Kampf dem Telefonspam

Montag 06.03.2017 Christian Walter
Christian Walter

Christian Walter ist Geschäftsführer und Redaktionsleiter von swiss made software. Bis Ende 2010 arbeitete er als Fachjournalist für das ICT-Magazin Netzwoche, publizierte zuletzt aber auch im Swiss IT Magazin, der Computerworld sowie inside-it.

Nicht nur im Internet machen ­Spammer und andere Betrüger Jagd auf Unbedarfte, sondern auch via Festnetz. Das Start-up Katia will für Abhilfe sorgen.

600’000 Werberufe klingeln täglich auf dem Schweizer Festnetz. Abhilfe verspricht das Start-up Katia, auf dessen Lösung auch Swisscom setzt. (Quelle: Swisscom)

Wer kennt die Situation nicht? Es ist Abend, man sitzt zu Hause, besinnlich, beschliesst den Tag, und da läutet das Telefon. "Guten Tag, wollen Sie eine neue Versicherung/Aktien/Frau/Mann?" Binnen Sekunden steigt der Blutdruck oder, schlimmer, man fängt an, mit dem Unbekannten zu reden.

Während die meisten Menschen dies nur gelegentlich erleben, sind manche Mitbürger regelmässig Ziel solchen Telefon-Spams. Das Problem ist nicht gerade klein. Gemäss Swisscom erfolgen im Schweizer Festnetz täglich etwa 600’000 Werbeanrufe. Den Kampf dagegen hat das Schweizer Start-up Katia aufgenommen. Das Unternehmen hat eine Lösung entwickelt, die in die Infrastruktur eines Telcos integriert wird und solche Anrufe automatisch blockieren kann.

Blockieren oder nicht

Kernelement ist eine Datenbank. Alle Anrufe im Netz eines Telcos werden damit automatisch auf Spam gegengeprüft. Damit das gut funktioniert, muss die Datenbank ständig optimiert werden. Dafür stehen eine Reihe verschiedener Quellen zur Verfügung: so zum Beispiel das gesamte tägliche Telefonaufkommen eines Kunden. Dieses wird mittels hauseigener Algorithmen nach auffälligem Verhalten durchforstet. Wurden zum Beispiel von einer einzelnen Nummer aus sehr viele Anrufe innerhalb kurzer Zeit gemacht, besteht der Verdacht auf Robo Calls. Dieser Verdacht kann anschliessend durch weitere Tests erhärtet werden. Parallel werden einschlägige Webseiten im Internet nach verdächtigen Nummern durchsucht. Auch diese Ergebnisse reichern die Datenbank an. Eine dritte Quelle sind VoIP-Telefone. Hier steht die Katia-Software im Austausch für Telefoniedaten gratis für Privatpersonen zur Verfügung.

Katia kann aber noch mehr, denn neben klassischen Spammern machen noch andere Arten von Betrügern die Telefonnetze unsicher. Weit verbreitet ist leider auch das Spoofing. Hier täuscht ein Anrufer dem System eine falsche Nummer vor, um seine Identität zu verschleiern. Solche Anrufer geben sich gern als Support-Mitarbeiter von Firmen wie Microsoft aus, um an vertrauliche Daten zu gelangen. Auch hier hilft der Katia-Algorithmus. Einerseits im Nachhinein, um irreguläres Verhalten zu entdecken, und andererseits bereits während eines Anrufs, um anhand von Regeln Bedrohungen auszuschalten.

» **AUSGANGSMATERIAL**:
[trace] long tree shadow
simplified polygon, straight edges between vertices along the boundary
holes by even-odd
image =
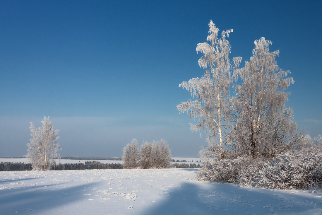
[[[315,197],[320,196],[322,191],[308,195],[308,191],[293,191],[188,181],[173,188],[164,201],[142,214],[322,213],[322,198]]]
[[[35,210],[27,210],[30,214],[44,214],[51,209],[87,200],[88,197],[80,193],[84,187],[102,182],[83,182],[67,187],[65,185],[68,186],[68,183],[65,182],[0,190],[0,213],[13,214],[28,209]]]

» **ARBEITSAUFTRAG**: Kannst du den Artikel über den Kampf gegen Telefonspam nach seinem letzten Satz wieder aufnehmen und weiterschreiben? Die Einträge haben damit nichts zu tun.

» **ERGEBNIS**:
Bei Katia achtet man allerdings gleichzeitig darauf, nicht alle Call-Center zu blockieren. Das Bundesamt für Statistik zum Beispiel wird explizit ausgenommen, genauso wie Call Center, die nach ethischen Gesichtspunkten arbeiten. "Solange es keine grossen Beschwerden gibt, können bestimmte Anbieter arbeiten", erklärt Maxime Winkler, Gründer und CEO.

Spam und Spoof

Den Anstoss für Katia gab, wie so oft, ein eigenes Bedürfnis. "Mir versuchten diverse Anrufer dauernd, Wein zu verkaufen", erzählt Winkler. Daraufhin suchte er nach einer Lösung, um Spam-Calls zu blockieren, konnte aber keine finden. In Folge entwickelte er zuerst eine Box, die Endkunden an ihr Telefon anschliessen konnten. Zusammen mit der Fédération romande des consommateurs verkaufte er über 3500 dieser Boxen. Deren Wartung gestaltete sich aber auf Dauer schwierig. Dennoch erlaubten ihm die so gewonnenen Kenntnisse relativ schnell, auf eine reine Softwarelösung umzusatteln. 2015 gründete er Katia und konnte mit dem Walliser Telco Net+ sowie dem Giganten Swisscom bereits erste Kunden gewinnen.

Um den Dienst zu gebrauchen, ist allerdings ein Opt-in nötig. "Kunden von Swisscom und Net+ können Katia für das Festnetz einfach via ihren Account aktivieren", erklärt Winkler. Eine mobile Lösung wäre zwar auch möglich, meint der Unternehmer, aber bisher gab es dafür noch kein Interesse. Zurzeit ist das Unternehmen auf Kundenakquise und will bald auch im Ausland tätig sein.